Render every line of the items below as a Markdown table with two columns, Row for the row number and Line for the line itself, and leave out any blank lines.

>>>>

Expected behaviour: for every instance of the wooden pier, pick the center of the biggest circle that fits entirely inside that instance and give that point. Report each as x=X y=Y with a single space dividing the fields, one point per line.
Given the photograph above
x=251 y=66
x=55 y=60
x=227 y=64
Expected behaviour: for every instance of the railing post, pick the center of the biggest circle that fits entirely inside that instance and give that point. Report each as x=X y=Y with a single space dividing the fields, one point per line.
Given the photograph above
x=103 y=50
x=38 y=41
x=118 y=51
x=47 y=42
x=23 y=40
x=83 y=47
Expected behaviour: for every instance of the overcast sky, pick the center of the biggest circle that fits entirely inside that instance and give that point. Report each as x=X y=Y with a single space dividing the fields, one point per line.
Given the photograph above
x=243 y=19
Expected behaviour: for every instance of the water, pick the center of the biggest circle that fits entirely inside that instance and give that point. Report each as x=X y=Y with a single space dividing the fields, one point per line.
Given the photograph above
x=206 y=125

<<<<

Output of the task
| Row | Line |
|---|---|
| 1 | Expected behaviour: for every instance of the wooden pier, pick the center of the biggest circle that fits entirely inside that instance and give that point. Report each as x=X y=Y with a single space dividing the fields, one point per line. |
| 2 | Given the photograph above |
| 3 | x=251 y=66 |
| 4 | x=55 y=60 |
| 5 | x=227 y=64 |
| 6 | Expected behaviour: for every instance of the railing post, pick the center of the biggest circle that fits entirely inside that instance and give that point. Report each as x=X y=Y with a single space dividing the fields, one point per line. |
| 7 | Given the photograph above |
| 8 | x=103 y=50 |
| 9 | x=38 y=41 |
| 10 | x=118 y=51 |
| 11 | x=47 y=42 |
| 12 | x=23 y=40 |
| 13 | x=83 y=47 |
| 14 | Expected behaviour: for every instance of the overcast sky, pick the center of the biggest circle that fits entirely inside that instance and give that point. Report each as x=X y=Y with a single space dividing the fields, one point per line. |
| 15 | Given the photograph above |
| 16 | x=243 y=19 |
| 17 | Expected behaviour: for every instance of the water, pick the center of the biggest circle that fits entirely inside that instance and give that point. Report each as x=X y=Y with a single space dividing the fields, one point per line. |
| 18 | Given the photograph above |
| 19 | x=206 y=125 |